Every line of the material below should be retyped exactly.

Task material:
____________________

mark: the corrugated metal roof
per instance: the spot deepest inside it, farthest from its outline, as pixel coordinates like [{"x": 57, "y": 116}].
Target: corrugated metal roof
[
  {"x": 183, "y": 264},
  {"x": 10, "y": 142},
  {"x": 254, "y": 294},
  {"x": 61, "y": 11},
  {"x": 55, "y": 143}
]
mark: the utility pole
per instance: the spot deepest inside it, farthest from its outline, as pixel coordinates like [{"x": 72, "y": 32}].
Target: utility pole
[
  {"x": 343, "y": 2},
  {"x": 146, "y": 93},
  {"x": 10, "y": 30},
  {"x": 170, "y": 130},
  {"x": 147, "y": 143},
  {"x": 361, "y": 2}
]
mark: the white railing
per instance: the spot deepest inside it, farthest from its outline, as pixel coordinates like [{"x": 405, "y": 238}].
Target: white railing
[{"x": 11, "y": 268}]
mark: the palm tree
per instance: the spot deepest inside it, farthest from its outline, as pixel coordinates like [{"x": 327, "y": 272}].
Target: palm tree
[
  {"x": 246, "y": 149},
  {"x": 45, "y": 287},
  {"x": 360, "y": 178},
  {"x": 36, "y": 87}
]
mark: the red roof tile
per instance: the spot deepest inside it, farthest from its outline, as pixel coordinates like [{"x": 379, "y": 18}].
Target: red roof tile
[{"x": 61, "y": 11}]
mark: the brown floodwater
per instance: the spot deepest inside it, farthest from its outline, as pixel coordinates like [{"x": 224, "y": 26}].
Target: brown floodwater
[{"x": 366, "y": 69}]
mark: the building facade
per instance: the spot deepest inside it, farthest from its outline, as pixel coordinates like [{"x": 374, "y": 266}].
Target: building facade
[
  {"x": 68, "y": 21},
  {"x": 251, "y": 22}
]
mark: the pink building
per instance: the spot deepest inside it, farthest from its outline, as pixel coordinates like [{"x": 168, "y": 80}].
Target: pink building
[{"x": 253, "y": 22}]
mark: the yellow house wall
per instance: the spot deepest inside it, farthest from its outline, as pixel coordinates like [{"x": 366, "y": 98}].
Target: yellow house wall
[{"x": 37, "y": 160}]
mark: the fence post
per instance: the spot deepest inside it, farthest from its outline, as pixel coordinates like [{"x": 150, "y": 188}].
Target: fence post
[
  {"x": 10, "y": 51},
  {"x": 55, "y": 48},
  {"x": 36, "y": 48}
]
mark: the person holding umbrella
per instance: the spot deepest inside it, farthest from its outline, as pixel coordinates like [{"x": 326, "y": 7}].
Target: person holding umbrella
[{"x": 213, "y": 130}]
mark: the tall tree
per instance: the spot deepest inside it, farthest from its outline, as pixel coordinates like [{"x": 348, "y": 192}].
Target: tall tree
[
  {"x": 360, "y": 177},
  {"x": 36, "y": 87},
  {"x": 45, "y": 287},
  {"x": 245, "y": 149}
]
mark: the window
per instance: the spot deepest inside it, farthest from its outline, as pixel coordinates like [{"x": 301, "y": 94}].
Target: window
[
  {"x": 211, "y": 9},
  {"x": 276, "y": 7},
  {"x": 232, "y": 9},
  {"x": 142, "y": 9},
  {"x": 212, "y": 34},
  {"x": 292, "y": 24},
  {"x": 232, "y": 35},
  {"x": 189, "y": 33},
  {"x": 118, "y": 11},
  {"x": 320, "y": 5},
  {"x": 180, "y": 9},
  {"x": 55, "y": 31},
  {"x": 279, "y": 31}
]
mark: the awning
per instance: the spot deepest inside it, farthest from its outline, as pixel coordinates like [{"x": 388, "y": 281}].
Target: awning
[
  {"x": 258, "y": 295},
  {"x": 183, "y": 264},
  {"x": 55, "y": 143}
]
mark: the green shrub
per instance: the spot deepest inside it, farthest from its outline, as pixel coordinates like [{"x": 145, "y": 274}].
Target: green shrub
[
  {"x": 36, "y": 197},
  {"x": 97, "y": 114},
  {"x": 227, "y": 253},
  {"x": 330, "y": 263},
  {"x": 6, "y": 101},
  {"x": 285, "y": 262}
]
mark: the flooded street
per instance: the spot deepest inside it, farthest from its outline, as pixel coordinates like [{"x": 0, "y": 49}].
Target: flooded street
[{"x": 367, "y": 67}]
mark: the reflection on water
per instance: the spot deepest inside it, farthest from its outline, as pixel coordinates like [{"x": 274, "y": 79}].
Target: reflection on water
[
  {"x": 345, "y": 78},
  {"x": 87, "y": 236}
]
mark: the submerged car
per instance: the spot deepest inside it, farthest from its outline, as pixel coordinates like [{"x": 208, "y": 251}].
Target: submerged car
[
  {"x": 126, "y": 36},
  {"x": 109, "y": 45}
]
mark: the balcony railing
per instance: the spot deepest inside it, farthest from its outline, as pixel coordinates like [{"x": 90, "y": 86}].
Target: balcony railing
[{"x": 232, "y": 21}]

____________________

Written response:
mark: the corrugated metal roof
per instance: the spot deepest inside it, farthest from its outline, as pixel coordinates like [{"x": 57, "y": 116}].
Target: corrugated metal roof
[
  {"x": 183, "y": 264},
  {"x": 10, "y": 142},
  {"x": 254, "y": 294},
  {"x": 61, "y": 11},
  {"x": 55, "y": 143}
]
mark: the utility pole
per instance: the spot deepest inside it, farthest from its outline, as pixel coordinates like [{"x": 72, "y": 32}].
Target: utility pole
[
  {"x": 343, "y": 2},
  {"x": 146, "y": 93},
  {"x": 10, "y": 30},
  {"x": 170, "y": 130},
  {"x": 147, "y": 143},
  {"x": 361, "y": 2}
]
mark: the white railing
per instance: the spot deepest inside it, farthest from its outline, as pixel coordinates like [{"x": 405, "y": 238}].
Target: white railing
[{"x": 11, "y": 268}]
mark: the palm tree
per instance: the spot deepest inside it, farthest from its outline, as pixel coordinates like [{"x": 327, "y": 272}].
Target: palm tree
[
  {"x": 246, "y": 149},
  {"x": 45, "y": 287},
  {"x": 360, "y": 178},
  {"x": 36, "y": 87}
]
mark: the red roof tile
per instance: the spot deepest inside it, farthest from its outline, as pixel coordinates like [{"x": 379, "y": 18}].
Target: red roof tile
[{"x": 61, "y": 11}]
mark: the brown floodwater
per instance: the spot deepest inside it, farthest from its outline, as pixel coordinates like [{"x": 224, "y": 26}].
Target: brown floodwater
[{"x": 366, "y": 69}]
mark: the building facade
per instance: the spot deepest inside it, farthest from its outline, as pixel coordinates like [{"x": 374, "y": 266}].
Target: building facade
[
  {"x": 68, "y": 21},
  {"x": 251, "y": 22}
]
mark: the pink building
per instance: the spot deepest inside it, farthest from its outline, as pixel coordinates like [{"x": 168, "y": 80}].
Target: pink building
[{"x": 253, "y": 22}]
mark: the yellow house wall
per instance: the spot deepest inside it, farthest from its outline, as pixel coordinates like [{"x": 366, "y": 98}].
Target: yellow house wall
[{"x": 37, "y": 160}]
mark: the fence post
per instance: the spot deepest inside it, farthest from its outline, as pixel coordinates like [{"x": 150, "y": 188}].
Target: fence post
[
  {"x": 10, "y": 51},
  {"x": 55, "y": 48},
  {"x": 36, "y": 48}
]
mark: the person holding umbrella
per instance: the spot deepest inside it, farthest from its outline, as pixel coordinates like [{"x": 326, "y": 7}].
Target: person holding umbrella
[{"x": 213, "y": 130}]
mark: the tall tree
per instance: the spot deepest inside it, farthest from its outline, as pixel coordinates like [{"x": 348, "y": 192}].
Target: tall tree
[
  {"x": 360, "y": 177},
  {"x": 36, "y": 87},
  {"x": 45, "y": 287},
  {"x": 245, "y": 149}
]
mark: the window
per instance: the spot deepest inside it, farthest from its outline, as pixel coordinates like [{"x": 301, "y": 94}].
Target: window
[
  {"x": 211, "y": 9},
  {"x": 276, "y": 7},
  {"x": 232, "y": 9},
  {"x": 142, "y": 9},
  {"x": 212, "y": 34},
  {"x": 292, "y": 24},
  {"x": 232, "y": 35},
  {"x": 189, "y": 33},
  {"x": 118, "y": 11},
  {"x": 320, "y": 5},
  {"x": 180, "y": 9},
  {"x": 55, "y": 31},
  {"x": 279, "y": 31}
]
mark: the awning
per instance: the spot deepest inside it, farthest from its outline, as pixel coordinates like [{"x": 388, "y": 281}].
Target: awning
[
  {"x": 258, "y": 295},
  {"x": 183, "y": 264},
  {"x": 55, "y": 143}
]
mark: the green shrub
per instance: the spot deepest inside it, farthest from its outline, as pixel coordinates like [{"x": 145, "y": 274}].
Target: green shrub
[
  {"x": 36, "y": 197},
  {"x": 97, "y": 114},
  {"x": 227, "y": 253},
  {"x": 330, "y": 263},
  {"x": 6, "y": 101},
  {"x": 285, "y": 262}
]
mark: the flooded street
per instance: the spot deepest inside it, farthest from its outline, as pixel coordinates like [{"x": 0, "y": 49}].
Target: flooded street
[{"x": 367, "y": 67}]
mark: the reflection on water
per instance: the spot deepest inside it, farthest from its outline, as pixel coordinates like [{"x": 274, "y": 79}].
Target: reflection on water
[
  {"x": 345, "y": 78},
  {"x": 87, "y": 236}
]
mark: the submerged car
per instance: the spot deepest inside it, farthest from its outline, as pixel coordinates like [{"x": 208, "y": 251}].
Target: submerged car
[
  {"x": 126, "y": 36},
  {"x": 109, "y": 45}
]
mark: the balcony railing
per instance: the spot deepest inside it, farthest from its outline, as pixel coordinates like [{"x": 90, "y": 86}].
Target: balcony railing
[{"x": 232, "y": 21}]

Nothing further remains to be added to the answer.